# noise from front right strut mount



## Guest (Oct 23, 2002)

When i turn there is a bad noise from the front right wheel. Has anybody else had this problem?

1997 Nissan Sentra GXE


----------



## Niss200SXGTR (May 31, 2002)

like what? does it sound like pop corn.. ie pop pop pop pop... or does it clink? if it pops, its your CV joint, which can only lead to worser problems, your right strut/shock could be bad... what kinda noise does it make?


----------



## 200sxpower (Jun 4, 2002)

i've got a similar problem... especially when it gets cold out... more of a creaking noise... like something needs to be lubed... not so bad in the summer time though....


----------



## SentraBoy (Jun 19, 2002)

I have the same problem in my B13....It creaks especially when the weather is cold. I was told it is the upper strut bearings.


----------



## twisted200ser (Jun 4, 2002)

*strut mount bearing*

the bearing is the problem if the noise is when you are turning the mount is available at auto zone for about 50 bucks


----------



## Shawn (Sep 18, 2002)

speaking of front struts. i need to get a mounting plate for my passenger side front strut because i broke 2 of the bolts off. it sucks


----------



## twisted200ser (Jun 4, 2002)

*strut mount*

the part i was talking about from auto zone comes complete with new bolt studs


----------



## Shawn (Sep 18, 2002)

*Re: strut mount*



twisted200ser said:


> *the part i was talking about from auto zone comes complete with new bolt studs *


i got the mounting plate directly from nissan for $7.97, it's only the plate and 3 studs though...no bearing.


----------



## azkicker0027 (May 31, 2002)

as far as i recall, the strut bearings can make a creaking noise too, and it pops when it's really, really bad.......


----------



## HKS20DET (Nov 8, 2002)

i just upgraded to GC camber plates and it came with a whole new assembly and torrington bearing.... so i have two stock, full front strut assemblies with bearings (all used) if anyone still needs them. just let me know.


----------



## Ninety-Nine SE-L (May 5, 2002)

yeah, I get alot of noise on the rear mounts (not sure which one). Sometimes when I make a turn or go over a speed bump, it sounds like there's something clunking around in my trunk. I have nothing in the trunk and it seems to be coming either from the mounts or the shocks. Man, I can't wait to get some motivational mounts and KYBs.

(250 more dollars)


----------



## Shawn (Sep 18, 2002)

1997 GA16DE said:


> *yeah, I get alot of noise on the rear mounts (not sure which one). Sometimes when I make a turn or go over a speed bump, it sounds like there's something clunking around in my trunk. I have nothing in the trunk and it seems to be coming either from the mounts or the shocks. Man, I can't wait to get some motivational mounts and KYBs.
> 
> (250 more dollars)  *


had that same problem, for now try tightening up your rear struts as much as possible, that solved the problem for me.


----------



## Ninety-Nine SE-L (May 5, 2002)

you mean tightening them to the mounts?


----------



## im2kwik4u (Oct 10, 2002)

I HAVE THE SAME PROBLEM ESPECIALLY IN THE MORNING WHEN IT GETS COLD. IT KINDA CREAKS WHEN I GO OVER A BUMP, BUT LATER ON IN THE DAY IT DOESNT DO IT. DOES ANYONE KNOW WAT THIS IS?
****
▸ Written task A:
Answer these questions from the forum thread:
(i) What vehicle is listed in the opening post?
(ii) What price did Shawn pay Nissan for the mounting plate?
(iii) What did HKS20DET upgrade to?
The forum thread and the entries are independent of each other.

Pointing entries
****
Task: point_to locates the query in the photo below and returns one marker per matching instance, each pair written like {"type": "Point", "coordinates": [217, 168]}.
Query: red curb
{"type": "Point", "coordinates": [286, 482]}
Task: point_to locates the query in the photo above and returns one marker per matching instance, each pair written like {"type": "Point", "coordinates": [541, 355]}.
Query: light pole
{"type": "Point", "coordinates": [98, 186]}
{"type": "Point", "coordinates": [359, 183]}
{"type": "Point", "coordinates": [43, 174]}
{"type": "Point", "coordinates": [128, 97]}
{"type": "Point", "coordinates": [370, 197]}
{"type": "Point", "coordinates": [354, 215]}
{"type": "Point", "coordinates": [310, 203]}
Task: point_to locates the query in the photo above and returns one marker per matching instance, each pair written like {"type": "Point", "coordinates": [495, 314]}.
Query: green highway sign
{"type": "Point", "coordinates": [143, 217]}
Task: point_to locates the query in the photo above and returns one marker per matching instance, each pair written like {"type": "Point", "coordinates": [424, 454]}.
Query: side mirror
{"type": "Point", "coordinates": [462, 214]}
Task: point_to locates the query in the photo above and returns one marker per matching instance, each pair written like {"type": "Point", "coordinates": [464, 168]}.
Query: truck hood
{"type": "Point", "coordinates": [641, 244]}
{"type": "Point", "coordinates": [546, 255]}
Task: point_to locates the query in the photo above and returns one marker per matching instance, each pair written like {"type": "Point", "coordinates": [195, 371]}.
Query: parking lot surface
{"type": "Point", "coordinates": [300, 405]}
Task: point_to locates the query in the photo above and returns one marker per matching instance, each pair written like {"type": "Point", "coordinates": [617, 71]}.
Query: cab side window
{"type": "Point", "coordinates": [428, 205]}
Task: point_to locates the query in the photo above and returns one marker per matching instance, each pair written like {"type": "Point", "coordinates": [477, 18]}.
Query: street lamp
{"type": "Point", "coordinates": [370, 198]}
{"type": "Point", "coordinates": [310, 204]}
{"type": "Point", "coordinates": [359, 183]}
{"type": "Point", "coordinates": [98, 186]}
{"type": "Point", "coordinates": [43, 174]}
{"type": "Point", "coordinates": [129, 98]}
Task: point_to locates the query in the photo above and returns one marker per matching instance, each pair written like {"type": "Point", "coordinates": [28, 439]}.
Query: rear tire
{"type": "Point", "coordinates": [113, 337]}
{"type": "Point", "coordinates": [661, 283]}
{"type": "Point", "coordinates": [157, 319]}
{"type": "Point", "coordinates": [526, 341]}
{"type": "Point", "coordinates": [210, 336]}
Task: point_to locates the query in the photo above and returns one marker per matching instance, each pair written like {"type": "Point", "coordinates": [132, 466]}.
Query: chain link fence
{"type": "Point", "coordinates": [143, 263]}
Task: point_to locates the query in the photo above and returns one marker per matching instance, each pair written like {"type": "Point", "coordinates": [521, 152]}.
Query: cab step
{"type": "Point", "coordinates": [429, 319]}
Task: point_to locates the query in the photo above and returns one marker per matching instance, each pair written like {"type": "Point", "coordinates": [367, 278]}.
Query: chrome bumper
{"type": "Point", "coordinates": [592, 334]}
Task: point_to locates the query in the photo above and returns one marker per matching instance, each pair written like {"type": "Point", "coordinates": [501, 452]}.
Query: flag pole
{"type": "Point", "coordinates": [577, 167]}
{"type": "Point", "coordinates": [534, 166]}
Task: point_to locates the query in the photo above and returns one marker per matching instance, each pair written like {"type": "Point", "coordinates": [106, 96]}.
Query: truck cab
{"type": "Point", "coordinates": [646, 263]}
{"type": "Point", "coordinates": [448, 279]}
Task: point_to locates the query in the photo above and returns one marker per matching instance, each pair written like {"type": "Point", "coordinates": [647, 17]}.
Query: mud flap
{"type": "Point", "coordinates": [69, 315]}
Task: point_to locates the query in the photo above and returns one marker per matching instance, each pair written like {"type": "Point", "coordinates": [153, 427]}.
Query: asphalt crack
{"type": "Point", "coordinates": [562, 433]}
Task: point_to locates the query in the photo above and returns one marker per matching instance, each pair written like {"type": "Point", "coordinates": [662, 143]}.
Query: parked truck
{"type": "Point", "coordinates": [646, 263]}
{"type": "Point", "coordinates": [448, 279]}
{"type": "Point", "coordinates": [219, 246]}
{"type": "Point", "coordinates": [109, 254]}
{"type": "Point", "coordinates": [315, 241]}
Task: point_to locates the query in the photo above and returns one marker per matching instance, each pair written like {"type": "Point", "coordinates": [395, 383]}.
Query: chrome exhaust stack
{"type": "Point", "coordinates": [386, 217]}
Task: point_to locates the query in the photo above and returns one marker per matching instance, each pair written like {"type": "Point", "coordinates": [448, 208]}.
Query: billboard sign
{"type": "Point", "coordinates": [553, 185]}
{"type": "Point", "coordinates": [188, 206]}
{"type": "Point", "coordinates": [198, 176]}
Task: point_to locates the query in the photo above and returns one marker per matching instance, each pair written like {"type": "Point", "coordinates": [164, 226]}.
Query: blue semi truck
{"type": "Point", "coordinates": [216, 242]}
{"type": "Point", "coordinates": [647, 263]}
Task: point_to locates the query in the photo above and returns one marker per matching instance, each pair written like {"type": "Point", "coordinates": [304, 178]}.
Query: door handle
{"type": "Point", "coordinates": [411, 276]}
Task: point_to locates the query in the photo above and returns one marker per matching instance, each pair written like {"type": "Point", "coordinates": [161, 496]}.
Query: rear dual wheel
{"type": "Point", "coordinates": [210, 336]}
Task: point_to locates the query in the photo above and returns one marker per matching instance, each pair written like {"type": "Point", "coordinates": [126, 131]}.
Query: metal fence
****
▸ Written task B:
Identify every line of the entries that contains the string "sign".

▸ Expected output A:
(i) A 1997 Nissan Sentra GXE
(ii) $7.97
(iii) GC camber plates

▸ Expected output B:
Query: green highway sign
Query: billboard sign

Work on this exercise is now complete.